EXERCISE REQUIREMENTS —
a) Reproduce word for word a part of the Leptocollonia innocens text, beginning at the words that include "Species of gastropod" and stopping after "diameter 5 mm.".
b) Using the Leptocollonia innocens text, answer the following:
(i) In which family is the species placed?
(ii) How many whorls make up the shell?
(iii) Where does the species occur?

PASSAGE FOR REVIEW —
|---|
Species of gastropod

Leptocollonia innocens is a species of sea snail, a marine gastropod mollusk in the family Colloniidae.

==Description==
The shell grows to a length of 5 mm, its diameter 5 mm.

(Original description in German) The shell consists of 3 1/2 whorls. These begin with a rounded, smooth, and slightly protruding apex, which is followed by about 1/2 more smooth whorls. The subsequent whorls are sculptured with rounded, fairly strong spiral ribs. These ribs gradually increase in number as additional ones emerge within the deep furrows, eventually bringing the total count to about 20, the last of which are located inside the deep, moderately wide umbilicus. The whorls themselves are rounded, rapidly increasing in size, and descending, while the spire is distinctly blunt at the top. The surface of the shell displays distinct, dense, and slightly wrinkled growth lines. The aperture is rounded; its outer margin reflects the ends of the ribs, and the columellar margin is somewhat widened and reflected in the middle. The entire margin shows a clear demarcation where the outer translucent layer meets the inner nacreous (mother-of-pearl) layer. Two isolated opercula, which are likewise concave on the outside toward the center because the whorls are offset from one another in a step-like fashion, prove one of two things: either the described species of Leptothyra grows even larger—as the largest operculum measures 2.9 by 2.6 mm in diameter—or a second, larger species occurs alongside it. I consider the former scenario to be more likely, as the shape of the operculum does not argue against it.

==Distribution==
This species occurs in the Weddell Sea, Antarctica in benthic zones.
|---|
DATA EXTRACTS —
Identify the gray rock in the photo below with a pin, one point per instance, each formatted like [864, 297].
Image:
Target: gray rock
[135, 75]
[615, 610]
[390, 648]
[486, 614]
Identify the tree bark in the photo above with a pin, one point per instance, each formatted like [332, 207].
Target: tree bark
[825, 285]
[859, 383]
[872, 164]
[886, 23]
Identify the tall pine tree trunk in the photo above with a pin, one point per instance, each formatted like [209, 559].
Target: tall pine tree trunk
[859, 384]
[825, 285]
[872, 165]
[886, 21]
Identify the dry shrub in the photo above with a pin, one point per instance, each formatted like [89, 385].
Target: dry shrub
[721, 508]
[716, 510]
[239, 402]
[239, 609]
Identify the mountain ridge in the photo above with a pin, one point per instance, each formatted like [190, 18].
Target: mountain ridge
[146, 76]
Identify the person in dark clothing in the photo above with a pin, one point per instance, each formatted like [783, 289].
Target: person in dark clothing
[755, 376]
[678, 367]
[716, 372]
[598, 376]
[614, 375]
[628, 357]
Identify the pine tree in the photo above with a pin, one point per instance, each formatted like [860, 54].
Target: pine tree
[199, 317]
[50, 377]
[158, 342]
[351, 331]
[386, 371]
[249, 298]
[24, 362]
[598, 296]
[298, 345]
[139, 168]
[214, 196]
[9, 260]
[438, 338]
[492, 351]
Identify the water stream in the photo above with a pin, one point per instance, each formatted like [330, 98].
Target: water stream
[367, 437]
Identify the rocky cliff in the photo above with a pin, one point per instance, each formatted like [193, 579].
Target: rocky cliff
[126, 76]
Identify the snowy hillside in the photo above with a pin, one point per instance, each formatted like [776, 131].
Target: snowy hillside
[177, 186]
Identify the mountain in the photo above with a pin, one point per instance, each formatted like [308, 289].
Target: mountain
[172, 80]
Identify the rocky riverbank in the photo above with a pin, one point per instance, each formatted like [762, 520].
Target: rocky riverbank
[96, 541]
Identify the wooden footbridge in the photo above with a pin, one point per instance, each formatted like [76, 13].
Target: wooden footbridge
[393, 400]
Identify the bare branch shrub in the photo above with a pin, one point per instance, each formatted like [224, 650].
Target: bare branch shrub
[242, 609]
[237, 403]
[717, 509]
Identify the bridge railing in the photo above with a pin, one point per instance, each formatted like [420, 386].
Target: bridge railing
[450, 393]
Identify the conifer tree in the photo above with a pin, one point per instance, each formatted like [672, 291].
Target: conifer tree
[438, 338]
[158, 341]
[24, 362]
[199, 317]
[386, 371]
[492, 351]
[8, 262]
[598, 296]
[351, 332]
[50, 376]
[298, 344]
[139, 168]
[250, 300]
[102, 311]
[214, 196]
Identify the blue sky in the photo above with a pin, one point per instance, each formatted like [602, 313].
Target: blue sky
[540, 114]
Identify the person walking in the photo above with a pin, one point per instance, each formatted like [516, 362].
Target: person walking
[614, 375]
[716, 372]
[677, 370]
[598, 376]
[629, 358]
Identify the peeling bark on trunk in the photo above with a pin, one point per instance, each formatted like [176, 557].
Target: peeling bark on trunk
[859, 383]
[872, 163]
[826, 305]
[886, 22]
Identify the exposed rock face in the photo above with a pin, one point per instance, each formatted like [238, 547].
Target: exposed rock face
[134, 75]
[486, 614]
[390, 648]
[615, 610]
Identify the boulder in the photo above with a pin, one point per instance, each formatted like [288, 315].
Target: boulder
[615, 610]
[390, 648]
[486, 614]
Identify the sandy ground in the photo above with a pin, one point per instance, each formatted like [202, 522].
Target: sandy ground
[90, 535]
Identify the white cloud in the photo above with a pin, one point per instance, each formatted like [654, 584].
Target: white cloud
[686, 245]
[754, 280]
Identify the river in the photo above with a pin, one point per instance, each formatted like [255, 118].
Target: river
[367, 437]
|---|
EXPECTED RESULTS —
a)
Species of gastropod

Leptocollonia innocens is a species of sea snail, a marine gastropod mollusk in the family Colloniidae.

==Description==
The shell grows to a length of 5 mm, its diameter 5 mm.

b)
(i) Colloniidae
(ii) 3 1/2 whorls
(iii) In the Weddell Sea, Antarctica, in benthic zones